-- Begin Stored data --

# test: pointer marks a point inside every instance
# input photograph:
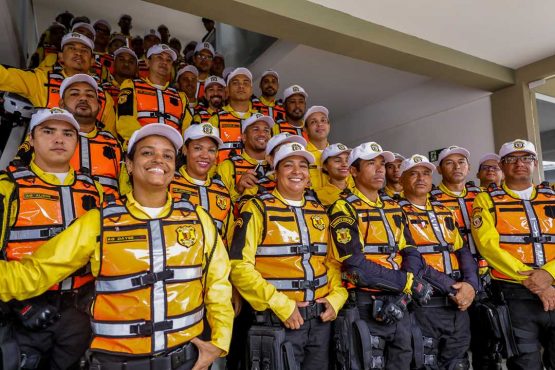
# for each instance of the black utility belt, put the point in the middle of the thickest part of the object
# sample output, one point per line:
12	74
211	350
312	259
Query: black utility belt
171	360
268	317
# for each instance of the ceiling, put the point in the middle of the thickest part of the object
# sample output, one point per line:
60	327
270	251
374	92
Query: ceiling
511	33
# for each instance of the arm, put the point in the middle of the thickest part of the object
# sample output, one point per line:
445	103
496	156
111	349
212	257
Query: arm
253	287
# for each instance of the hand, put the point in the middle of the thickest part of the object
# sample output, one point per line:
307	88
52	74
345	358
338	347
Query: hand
207	354
547	297
236	301
464	296
537	280
329	314
295	321
248	180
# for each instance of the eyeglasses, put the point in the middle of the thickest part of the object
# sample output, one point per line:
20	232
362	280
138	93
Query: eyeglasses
513	159
487	168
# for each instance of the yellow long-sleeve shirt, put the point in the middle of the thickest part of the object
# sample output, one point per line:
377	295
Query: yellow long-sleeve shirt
79	244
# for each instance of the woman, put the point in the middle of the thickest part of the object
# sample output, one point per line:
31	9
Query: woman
335	164
194	181
151	258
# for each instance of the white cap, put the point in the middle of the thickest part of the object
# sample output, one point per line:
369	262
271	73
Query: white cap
416	160
316	109
198	131
85	25
255	118
159	49
291	149
159	129
284	137
211	80
367	151
269	72
453	149
204	46
79	77
43	115
153	32
77	37
125	49
333	150
292	90
104	22
489	157
518	145
188	68
239	71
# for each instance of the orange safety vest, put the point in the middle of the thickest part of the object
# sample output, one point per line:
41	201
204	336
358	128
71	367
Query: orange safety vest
100	158
55	78
277	112
230	133
149	291
293	262
526	227
158	106
45	210
462	208
214	198
434	233
285	126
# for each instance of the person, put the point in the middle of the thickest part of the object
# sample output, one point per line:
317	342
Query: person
317	128
288	278
42	87
203	57
380	267
335	166
267	103
195	182
39	201
125	68
186	81
152	100
294	98
164	256
242	173
392	175
442	331
513	228
489	171
239	108
214	96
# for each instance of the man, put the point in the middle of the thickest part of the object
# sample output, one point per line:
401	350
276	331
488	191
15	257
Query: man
281	266
267	103
381	269
489	171
513	226
215	96
393	175
152	100
203	56
242	173
186	80
125	68
294	98
51	330
239	107
317	128
42	87
443	322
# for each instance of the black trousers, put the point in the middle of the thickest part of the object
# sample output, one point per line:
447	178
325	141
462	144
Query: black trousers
451	330
398	345
62	344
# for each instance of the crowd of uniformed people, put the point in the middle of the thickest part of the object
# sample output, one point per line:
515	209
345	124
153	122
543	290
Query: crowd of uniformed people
160	215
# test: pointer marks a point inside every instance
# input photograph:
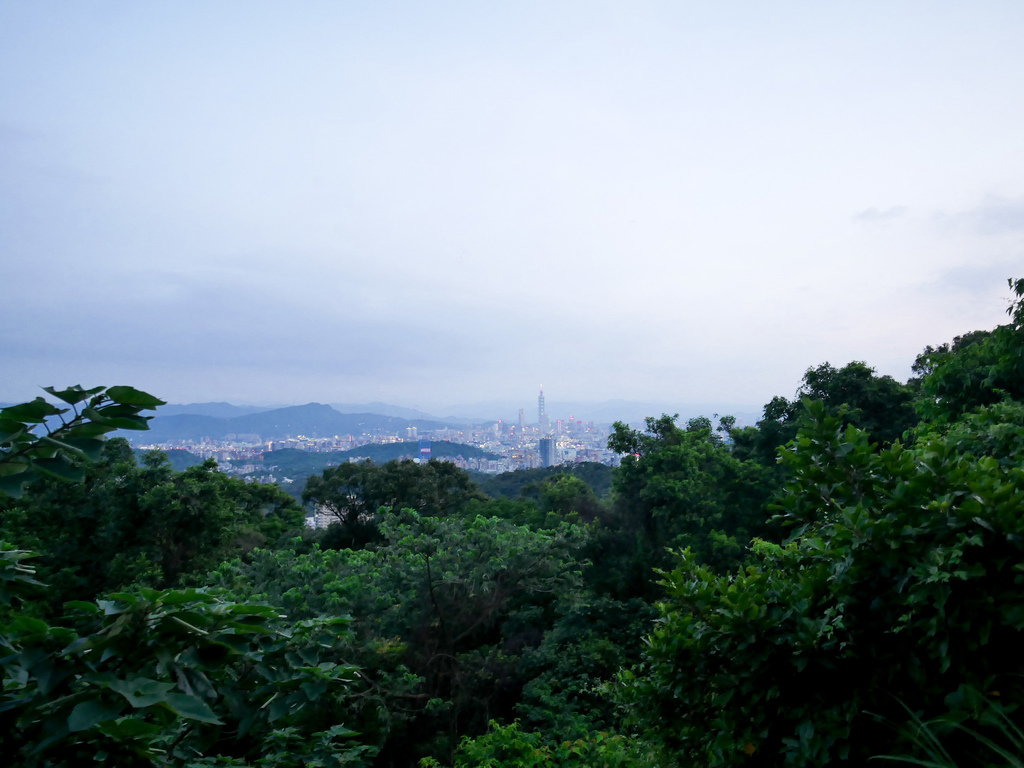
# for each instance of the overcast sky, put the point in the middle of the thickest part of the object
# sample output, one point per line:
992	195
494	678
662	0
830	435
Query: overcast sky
428	203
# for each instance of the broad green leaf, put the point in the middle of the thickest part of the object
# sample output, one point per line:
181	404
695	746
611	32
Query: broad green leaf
73	394
192	708
11	484
128	728
131	396
88	714
142	691
90	448
31	413
58	466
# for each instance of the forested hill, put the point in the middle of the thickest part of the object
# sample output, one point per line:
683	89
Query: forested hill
838	583
311	420
297	466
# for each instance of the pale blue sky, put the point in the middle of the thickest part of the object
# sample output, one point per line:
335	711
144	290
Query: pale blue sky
433	203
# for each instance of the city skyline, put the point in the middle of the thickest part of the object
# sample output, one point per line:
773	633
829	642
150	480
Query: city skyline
430	204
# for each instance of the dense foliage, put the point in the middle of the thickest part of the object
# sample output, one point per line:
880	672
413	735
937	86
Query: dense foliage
843	581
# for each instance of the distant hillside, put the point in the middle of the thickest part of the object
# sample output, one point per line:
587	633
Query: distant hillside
299	465
385	409
510	484
216	410
180	460
312	420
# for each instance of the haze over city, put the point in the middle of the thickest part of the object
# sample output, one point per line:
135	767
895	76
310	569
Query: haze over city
451	203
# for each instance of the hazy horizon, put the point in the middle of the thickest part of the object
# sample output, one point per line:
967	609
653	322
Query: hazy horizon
454	202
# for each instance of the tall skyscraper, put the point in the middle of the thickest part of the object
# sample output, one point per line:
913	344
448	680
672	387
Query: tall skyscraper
542	417
547	446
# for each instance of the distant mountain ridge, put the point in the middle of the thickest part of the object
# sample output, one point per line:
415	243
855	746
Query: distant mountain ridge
216	410
311	420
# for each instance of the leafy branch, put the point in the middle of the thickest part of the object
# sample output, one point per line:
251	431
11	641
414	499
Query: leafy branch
72	433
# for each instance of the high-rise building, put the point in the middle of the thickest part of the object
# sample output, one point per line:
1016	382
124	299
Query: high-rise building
547	446
542	417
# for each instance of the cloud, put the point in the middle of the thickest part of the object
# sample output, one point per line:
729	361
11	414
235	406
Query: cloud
995	216
873	214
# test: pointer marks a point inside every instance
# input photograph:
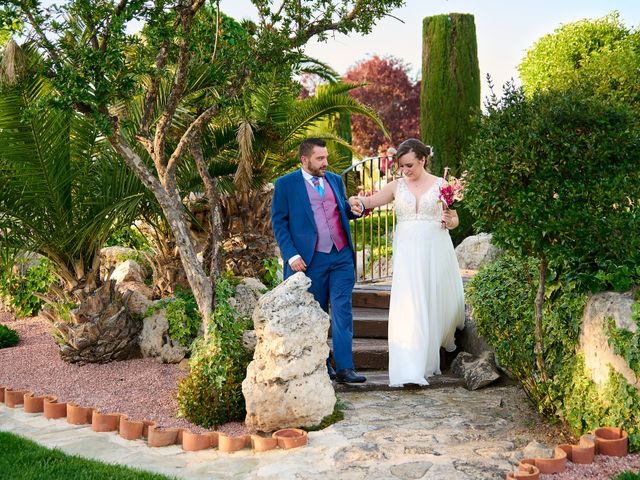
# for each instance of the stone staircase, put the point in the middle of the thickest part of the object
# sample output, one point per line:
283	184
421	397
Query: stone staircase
370	319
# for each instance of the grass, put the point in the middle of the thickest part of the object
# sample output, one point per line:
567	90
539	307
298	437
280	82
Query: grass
26	460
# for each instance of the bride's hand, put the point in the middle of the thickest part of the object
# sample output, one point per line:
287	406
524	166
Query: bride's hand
449	218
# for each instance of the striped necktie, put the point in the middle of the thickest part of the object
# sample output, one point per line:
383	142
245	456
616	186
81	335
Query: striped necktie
316	184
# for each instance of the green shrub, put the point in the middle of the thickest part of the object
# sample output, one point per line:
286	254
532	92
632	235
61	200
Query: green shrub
271	268
20	290
625	342
8	337
212	392
501	296
182	315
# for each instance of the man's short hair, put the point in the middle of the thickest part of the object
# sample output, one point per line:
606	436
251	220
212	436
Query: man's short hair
307	146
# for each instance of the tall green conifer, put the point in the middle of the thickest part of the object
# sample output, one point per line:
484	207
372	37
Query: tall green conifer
450	87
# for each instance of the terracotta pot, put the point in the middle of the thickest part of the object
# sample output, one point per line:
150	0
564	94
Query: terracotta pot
611	441
130	430
33	404
79	415
162	438
14	398
192	442
53	409
105	422
291	437
525	471
262	444
229	444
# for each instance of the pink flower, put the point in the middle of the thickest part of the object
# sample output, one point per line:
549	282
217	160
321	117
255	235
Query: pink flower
452	192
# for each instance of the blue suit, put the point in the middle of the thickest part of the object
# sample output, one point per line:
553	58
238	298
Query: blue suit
332	274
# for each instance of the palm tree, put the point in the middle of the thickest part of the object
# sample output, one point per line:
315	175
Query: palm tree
268	131
64	189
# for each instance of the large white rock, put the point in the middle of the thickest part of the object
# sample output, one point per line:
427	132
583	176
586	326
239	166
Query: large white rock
476	251
110	257
154	340
598	355
248	291
287	383
129	271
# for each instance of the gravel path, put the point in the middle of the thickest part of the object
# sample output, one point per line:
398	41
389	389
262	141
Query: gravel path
144	389
141	388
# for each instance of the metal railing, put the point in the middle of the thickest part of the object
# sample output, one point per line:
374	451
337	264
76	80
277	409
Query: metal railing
372	234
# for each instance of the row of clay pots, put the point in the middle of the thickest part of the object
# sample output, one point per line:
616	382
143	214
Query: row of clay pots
156	437
610	441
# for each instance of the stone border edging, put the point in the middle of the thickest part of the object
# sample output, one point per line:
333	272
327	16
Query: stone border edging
611	441
156	437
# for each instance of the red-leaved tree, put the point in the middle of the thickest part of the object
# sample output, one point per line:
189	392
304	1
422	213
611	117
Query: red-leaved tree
393	95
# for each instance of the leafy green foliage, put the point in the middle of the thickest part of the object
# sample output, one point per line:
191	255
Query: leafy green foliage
450	88
212	392
600	55
556	175
24	459
8	337
501	295
128	236
20	289
271	268
625	342
63	189
182	314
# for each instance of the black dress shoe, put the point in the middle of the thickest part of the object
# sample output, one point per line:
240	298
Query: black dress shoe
330	370
349	375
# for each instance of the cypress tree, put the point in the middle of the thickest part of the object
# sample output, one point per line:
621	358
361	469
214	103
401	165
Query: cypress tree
450	92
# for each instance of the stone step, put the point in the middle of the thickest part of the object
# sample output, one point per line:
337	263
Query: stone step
371	297
373	354
378	380
369	322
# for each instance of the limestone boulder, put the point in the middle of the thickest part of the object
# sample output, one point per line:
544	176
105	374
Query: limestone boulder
594	344
477	371
129	271
476	251
155	342
469	339
287	383
137	296
110	257
248	291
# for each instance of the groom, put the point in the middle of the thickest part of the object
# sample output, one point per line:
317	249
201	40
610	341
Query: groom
310	218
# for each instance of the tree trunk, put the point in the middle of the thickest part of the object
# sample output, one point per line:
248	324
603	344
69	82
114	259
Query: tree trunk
539	347
172	207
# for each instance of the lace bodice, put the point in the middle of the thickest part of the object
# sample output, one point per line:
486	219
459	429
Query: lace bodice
429	208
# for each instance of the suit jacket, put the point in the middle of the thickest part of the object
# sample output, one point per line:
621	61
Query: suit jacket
292	218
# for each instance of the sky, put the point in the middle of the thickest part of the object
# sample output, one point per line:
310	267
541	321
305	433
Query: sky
505	30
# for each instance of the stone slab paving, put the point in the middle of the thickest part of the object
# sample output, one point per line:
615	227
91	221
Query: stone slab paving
430	433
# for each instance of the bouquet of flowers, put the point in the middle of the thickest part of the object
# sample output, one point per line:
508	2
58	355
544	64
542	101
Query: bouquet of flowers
452	192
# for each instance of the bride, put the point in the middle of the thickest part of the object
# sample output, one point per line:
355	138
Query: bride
427	303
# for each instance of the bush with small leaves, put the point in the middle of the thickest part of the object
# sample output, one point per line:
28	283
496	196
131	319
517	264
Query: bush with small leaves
8	337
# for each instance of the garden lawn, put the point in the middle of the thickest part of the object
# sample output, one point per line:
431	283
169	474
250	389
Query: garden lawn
24	459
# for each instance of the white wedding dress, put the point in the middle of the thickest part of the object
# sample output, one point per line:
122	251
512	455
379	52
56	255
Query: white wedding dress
427	299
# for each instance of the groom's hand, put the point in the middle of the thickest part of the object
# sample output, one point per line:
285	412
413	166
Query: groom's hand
298	265
356	205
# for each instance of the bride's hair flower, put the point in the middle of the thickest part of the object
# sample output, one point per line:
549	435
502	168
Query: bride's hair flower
453	191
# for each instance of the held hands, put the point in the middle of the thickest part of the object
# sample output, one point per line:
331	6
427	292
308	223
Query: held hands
298	265
449	218
356	205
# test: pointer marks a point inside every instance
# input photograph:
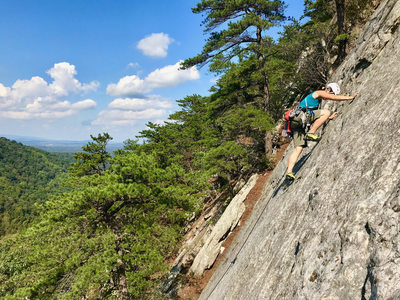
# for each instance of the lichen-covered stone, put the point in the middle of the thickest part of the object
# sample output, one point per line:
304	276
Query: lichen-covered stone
335	232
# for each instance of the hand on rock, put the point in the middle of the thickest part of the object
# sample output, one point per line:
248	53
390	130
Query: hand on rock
332	116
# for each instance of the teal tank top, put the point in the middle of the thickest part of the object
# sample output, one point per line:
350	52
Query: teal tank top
311	102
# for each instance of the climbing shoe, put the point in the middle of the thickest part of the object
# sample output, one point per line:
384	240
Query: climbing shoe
312	137
290	176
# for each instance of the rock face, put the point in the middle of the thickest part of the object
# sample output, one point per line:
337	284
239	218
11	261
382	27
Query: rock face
335	232
228	221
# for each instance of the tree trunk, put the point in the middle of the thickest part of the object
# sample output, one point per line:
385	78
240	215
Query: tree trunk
121	269
265	88
340	11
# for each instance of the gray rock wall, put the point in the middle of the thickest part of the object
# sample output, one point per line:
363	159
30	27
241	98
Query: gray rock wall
335	232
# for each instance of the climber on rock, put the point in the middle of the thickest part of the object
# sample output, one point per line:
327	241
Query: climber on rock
308	109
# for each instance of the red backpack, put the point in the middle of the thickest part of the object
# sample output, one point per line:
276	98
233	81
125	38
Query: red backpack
287	131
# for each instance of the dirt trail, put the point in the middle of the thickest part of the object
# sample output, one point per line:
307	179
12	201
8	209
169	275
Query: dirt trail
194	286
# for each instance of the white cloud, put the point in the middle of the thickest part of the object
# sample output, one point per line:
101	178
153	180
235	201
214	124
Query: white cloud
138	103
171	76
133	65
168	76
155	45
35	98
128	86
65	81
127	111
126	117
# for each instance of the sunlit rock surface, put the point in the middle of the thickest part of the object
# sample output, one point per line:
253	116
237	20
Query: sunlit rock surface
335	232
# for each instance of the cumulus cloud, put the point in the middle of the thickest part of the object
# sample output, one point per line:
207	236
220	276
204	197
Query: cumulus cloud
168	76
155	45
133	65
36	98
138	104
128	117
127	111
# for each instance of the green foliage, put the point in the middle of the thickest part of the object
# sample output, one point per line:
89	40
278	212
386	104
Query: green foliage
27	177
109	235
117	227
245	24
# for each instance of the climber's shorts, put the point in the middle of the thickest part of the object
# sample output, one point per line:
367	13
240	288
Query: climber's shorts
298	130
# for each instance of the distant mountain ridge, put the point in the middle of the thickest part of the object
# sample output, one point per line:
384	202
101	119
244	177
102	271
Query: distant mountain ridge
56	145
27	177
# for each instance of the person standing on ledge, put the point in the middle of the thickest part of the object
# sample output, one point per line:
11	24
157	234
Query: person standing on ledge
317	117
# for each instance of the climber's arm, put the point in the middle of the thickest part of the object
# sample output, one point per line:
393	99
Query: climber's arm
329	96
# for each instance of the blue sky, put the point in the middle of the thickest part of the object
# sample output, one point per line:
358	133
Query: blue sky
73	68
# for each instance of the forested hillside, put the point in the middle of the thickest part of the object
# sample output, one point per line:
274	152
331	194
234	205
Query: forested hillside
112	234
27	177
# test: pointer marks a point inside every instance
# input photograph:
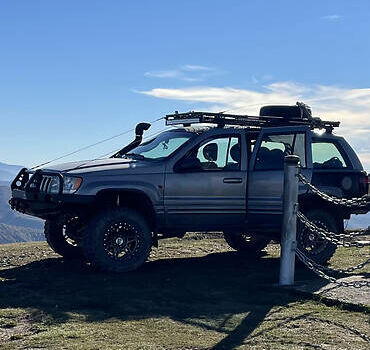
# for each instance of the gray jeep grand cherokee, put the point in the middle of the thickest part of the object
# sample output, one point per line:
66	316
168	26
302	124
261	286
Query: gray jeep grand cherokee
227	177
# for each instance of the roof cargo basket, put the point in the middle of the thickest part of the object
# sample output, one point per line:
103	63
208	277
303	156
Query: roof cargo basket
286	112
270	116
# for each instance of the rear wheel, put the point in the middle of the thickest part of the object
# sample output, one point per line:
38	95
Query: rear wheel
310	243
118	240
65	239
245	243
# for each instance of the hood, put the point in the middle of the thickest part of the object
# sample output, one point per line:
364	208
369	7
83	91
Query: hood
97	165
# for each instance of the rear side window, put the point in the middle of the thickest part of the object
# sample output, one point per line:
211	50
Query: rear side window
274	148
326	155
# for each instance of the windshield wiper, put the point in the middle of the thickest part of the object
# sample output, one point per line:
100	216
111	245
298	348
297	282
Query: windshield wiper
135	155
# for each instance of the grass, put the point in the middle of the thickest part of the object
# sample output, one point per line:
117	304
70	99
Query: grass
192	294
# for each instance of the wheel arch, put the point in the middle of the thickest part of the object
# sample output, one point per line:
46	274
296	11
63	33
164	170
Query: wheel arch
130	198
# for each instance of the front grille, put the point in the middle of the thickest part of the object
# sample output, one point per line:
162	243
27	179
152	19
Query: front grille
45	183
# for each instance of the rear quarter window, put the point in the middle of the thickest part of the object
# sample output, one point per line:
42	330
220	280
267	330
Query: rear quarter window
327	155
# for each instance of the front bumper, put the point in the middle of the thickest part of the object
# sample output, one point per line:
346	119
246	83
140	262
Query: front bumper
28	198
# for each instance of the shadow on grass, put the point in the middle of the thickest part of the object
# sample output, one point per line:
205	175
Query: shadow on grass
204	291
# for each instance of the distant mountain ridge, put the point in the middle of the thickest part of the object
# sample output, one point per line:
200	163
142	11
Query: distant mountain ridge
15	227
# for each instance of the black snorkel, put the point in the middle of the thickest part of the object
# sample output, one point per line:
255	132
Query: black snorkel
139	131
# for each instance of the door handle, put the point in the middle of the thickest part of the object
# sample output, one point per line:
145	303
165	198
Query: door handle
233	180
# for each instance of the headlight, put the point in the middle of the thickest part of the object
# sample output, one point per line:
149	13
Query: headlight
71	184
54	185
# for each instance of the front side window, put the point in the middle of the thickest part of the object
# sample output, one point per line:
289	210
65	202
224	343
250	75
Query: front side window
326	155
222	153
274	148
161	146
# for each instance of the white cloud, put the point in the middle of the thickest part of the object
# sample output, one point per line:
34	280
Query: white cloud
188	72
163	74
333	17
350	106
194	67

-- End Stored data --

● Aim of the task
Quote verbatim the line containing "# for each instance of the door" and every line after it through the end of the records above.

● The reply
# for each instance of the door handle, put the point in the middle of the thickest part of the object
# sample output, one point per line:
145	303
165	198
Query: door handle
233	180
# for each instance of the headlight, put the point in the middle of the thickest part of the object
# sample output, one point per line:
149	13
Query: headlight
71	184
54	185
# for each instance of the front side window, put the point in the middle of the thickest part of the object
# sample output, one point per line:
289	210
65	202
224	343
250	75
Query: front side window
326	155
222	153
274	148
161	146
# for each instance of the white cloud, put the point in the middle of the thickest part of the object
# sample output, one point per line:
34	280
Query: white cloud
188	72
163	74
333	17
350	106
194	67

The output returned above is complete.